# TASK TO CARRY OUT
Which lines of the records below contain the string "city"? Report each of them.

# DATA RECORDS

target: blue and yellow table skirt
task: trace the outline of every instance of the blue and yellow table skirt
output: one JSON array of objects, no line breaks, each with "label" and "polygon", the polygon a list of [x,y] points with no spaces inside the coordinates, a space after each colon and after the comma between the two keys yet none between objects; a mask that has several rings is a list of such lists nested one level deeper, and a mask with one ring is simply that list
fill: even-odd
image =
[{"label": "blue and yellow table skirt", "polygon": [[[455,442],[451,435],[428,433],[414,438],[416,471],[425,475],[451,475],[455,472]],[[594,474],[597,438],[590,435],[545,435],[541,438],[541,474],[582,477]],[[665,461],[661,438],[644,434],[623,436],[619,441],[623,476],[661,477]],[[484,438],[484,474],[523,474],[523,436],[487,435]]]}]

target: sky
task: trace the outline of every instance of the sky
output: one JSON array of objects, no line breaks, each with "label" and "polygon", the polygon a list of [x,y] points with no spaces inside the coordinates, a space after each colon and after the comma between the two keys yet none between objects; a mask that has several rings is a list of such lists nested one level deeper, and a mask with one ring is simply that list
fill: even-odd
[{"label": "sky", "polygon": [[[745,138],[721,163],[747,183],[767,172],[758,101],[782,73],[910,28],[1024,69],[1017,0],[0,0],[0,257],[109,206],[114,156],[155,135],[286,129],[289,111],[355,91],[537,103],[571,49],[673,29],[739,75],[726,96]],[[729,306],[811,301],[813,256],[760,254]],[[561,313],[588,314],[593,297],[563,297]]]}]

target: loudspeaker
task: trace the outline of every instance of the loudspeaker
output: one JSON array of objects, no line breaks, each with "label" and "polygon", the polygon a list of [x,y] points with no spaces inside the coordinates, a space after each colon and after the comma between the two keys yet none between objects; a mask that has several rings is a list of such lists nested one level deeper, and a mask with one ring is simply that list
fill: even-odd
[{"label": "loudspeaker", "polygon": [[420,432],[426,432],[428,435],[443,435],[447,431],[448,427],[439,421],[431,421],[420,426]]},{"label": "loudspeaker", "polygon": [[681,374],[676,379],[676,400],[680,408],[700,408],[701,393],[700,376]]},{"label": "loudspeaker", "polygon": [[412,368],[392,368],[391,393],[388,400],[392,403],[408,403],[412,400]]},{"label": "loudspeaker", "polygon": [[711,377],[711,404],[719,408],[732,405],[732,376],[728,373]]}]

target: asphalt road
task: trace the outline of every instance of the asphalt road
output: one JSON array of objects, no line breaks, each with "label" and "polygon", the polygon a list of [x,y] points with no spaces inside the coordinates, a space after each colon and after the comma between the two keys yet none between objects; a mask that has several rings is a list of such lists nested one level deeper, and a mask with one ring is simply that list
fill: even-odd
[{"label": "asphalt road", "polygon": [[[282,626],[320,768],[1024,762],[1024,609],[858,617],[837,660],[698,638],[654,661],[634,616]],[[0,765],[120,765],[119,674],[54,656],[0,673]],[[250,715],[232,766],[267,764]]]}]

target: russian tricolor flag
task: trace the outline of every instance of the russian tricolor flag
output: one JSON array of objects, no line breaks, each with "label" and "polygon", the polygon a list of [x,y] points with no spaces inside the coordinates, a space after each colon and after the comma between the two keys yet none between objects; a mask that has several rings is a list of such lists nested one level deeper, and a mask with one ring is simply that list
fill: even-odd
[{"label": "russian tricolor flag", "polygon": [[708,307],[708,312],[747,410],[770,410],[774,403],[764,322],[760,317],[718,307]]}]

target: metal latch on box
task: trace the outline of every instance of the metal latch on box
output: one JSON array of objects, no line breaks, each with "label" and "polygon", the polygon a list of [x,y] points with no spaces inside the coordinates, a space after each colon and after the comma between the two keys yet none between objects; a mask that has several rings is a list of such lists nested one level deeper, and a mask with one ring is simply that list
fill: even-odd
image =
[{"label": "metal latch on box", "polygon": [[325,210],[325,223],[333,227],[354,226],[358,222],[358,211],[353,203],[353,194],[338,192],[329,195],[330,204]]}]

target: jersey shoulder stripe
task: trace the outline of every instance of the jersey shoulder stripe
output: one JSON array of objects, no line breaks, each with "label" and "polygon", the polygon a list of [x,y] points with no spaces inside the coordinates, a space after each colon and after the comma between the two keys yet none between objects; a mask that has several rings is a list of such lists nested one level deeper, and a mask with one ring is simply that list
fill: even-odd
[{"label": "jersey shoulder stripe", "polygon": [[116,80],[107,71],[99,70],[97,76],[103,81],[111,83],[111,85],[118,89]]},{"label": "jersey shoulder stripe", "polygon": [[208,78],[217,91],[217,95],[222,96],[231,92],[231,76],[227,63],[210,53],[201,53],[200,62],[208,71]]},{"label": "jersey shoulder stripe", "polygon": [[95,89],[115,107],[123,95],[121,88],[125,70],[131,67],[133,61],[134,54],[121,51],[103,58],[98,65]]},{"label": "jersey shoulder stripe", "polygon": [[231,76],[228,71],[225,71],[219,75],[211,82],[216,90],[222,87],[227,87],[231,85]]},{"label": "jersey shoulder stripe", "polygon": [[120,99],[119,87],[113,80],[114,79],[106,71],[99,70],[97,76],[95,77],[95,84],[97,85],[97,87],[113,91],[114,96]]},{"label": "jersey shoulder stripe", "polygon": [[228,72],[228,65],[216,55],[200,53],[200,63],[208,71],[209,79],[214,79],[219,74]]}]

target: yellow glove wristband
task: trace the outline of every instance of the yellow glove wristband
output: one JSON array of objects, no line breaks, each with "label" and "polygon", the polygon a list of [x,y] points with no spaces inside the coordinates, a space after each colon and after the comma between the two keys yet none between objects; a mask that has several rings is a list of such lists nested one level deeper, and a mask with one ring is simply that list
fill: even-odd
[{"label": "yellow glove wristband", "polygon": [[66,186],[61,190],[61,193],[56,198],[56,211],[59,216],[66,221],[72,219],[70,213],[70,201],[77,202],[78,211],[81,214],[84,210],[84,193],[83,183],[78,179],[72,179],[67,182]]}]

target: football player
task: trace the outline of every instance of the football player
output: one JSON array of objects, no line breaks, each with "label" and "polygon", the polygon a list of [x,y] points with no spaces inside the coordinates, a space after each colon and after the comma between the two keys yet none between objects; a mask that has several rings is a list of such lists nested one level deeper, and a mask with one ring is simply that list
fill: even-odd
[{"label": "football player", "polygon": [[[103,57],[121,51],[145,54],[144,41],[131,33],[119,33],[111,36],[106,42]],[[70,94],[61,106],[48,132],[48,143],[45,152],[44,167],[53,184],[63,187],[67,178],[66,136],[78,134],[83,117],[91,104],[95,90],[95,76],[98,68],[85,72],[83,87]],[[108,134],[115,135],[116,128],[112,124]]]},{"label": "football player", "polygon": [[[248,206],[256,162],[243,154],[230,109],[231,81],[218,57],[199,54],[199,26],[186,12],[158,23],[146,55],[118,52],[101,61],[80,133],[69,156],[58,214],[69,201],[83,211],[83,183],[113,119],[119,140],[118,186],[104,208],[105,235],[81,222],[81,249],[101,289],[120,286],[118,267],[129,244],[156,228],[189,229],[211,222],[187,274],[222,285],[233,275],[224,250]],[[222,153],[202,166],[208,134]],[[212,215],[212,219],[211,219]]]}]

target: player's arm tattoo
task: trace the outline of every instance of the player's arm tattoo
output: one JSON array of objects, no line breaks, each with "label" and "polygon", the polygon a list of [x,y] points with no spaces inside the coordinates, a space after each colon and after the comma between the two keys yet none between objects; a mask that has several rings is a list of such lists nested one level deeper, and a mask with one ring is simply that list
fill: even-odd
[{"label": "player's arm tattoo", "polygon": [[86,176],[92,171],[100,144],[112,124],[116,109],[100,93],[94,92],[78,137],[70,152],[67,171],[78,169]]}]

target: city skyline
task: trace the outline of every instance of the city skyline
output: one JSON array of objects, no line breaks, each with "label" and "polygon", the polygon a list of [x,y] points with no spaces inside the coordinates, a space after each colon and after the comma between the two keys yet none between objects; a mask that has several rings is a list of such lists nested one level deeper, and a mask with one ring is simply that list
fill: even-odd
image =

# ANSWER
target: city skyline
task: trace the outline of every instance of the city skyline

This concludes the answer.